**Direction**
How many lines in the data contain the string "grass"? Reply with the number alone.

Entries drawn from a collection
---
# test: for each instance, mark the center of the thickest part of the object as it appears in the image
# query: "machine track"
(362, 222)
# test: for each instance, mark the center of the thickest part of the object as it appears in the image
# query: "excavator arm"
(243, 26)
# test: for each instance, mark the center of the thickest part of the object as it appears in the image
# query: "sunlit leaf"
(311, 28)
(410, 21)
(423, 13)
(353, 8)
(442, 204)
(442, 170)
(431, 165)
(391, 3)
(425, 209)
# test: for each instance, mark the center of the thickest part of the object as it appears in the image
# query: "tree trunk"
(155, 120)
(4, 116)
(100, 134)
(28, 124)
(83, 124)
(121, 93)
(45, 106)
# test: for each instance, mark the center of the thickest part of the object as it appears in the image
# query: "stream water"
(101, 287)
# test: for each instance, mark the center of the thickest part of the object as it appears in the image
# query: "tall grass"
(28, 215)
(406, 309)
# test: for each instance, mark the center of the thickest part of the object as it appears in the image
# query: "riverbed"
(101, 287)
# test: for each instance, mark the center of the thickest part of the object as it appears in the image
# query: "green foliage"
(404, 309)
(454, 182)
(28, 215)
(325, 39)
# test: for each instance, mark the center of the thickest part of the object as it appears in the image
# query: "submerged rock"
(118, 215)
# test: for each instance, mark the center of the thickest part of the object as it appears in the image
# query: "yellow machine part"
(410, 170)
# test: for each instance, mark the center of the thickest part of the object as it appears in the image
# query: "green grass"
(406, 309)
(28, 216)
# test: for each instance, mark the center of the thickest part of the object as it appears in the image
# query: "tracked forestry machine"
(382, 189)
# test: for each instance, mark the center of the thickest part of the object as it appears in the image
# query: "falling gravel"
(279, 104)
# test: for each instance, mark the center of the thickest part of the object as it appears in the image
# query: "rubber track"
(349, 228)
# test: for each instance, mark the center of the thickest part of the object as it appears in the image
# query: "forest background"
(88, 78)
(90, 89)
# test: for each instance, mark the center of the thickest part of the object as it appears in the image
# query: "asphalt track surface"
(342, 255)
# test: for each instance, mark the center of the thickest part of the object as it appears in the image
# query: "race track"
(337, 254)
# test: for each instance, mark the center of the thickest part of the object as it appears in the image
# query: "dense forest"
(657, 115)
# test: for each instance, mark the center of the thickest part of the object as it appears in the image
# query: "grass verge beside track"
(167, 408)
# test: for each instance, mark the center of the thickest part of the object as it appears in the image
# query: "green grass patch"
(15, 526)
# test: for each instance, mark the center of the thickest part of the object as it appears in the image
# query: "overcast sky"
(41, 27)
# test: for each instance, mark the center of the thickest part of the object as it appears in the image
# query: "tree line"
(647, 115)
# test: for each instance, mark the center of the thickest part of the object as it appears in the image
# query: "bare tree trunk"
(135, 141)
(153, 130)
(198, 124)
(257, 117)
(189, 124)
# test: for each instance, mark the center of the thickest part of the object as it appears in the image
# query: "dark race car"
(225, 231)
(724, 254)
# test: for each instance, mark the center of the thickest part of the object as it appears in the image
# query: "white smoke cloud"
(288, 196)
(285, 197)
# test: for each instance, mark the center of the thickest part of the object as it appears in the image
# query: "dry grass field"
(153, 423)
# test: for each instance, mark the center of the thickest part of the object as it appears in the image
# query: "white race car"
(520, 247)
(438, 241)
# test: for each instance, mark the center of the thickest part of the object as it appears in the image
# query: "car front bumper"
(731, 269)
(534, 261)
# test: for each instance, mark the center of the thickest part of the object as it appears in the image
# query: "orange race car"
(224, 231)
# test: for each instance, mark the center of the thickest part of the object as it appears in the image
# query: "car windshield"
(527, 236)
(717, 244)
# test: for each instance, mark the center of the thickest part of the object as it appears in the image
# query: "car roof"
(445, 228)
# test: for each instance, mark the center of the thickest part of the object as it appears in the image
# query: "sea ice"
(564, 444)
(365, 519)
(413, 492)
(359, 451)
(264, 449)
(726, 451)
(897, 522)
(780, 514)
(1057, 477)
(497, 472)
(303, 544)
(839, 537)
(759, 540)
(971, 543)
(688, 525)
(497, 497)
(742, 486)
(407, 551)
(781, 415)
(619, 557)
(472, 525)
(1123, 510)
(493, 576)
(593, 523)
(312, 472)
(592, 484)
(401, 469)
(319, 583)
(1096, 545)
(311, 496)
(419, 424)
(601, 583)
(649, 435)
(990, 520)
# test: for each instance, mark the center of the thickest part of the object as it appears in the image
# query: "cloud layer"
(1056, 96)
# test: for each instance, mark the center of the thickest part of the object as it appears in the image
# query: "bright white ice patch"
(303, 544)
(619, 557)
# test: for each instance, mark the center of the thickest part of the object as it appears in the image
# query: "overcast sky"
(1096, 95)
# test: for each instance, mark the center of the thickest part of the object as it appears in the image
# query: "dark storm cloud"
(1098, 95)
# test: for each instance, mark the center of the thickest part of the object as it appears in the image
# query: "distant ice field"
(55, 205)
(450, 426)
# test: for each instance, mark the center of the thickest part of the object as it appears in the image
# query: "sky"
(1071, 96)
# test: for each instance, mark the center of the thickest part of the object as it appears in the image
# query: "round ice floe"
---
**Finished task**
5